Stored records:

^^^^

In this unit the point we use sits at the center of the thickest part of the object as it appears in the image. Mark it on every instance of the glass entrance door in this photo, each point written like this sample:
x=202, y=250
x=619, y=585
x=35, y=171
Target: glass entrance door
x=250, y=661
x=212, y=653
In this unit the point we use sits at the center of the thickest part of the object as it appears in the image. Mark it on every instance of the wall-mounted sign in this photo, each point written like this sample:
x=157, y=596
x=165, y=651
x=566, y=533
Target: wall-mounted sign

^^^^

• _BRIEF_:
Rewrite the lines above as a JSON list of strings, one string per line, leaving out any blank lines.

• _COMPLETED TASK_:
[
  "In this unit the point we use sits at the center of the thickest part of the object as it appears in the image. Mark it on every instance of the glass entrance door in this photo, each point written like this sample:",
  "x=202, y=250",
  "x=619, y=585",
  "x=35, y=171",
  "Target: glass entrance door",
  "x=250, y=661",
  "x=212, y=653",
  "In this unit the point we use sits at the center of the thickest part of the object as it appears in the image. Mark it on every instance of the wall-mounted sign in this photo, each point written like this sample:",
  "x=157, y=596",
  "x=165, y=651",
  "x=566, y=533",
  "Target: wall-mounted sign"
]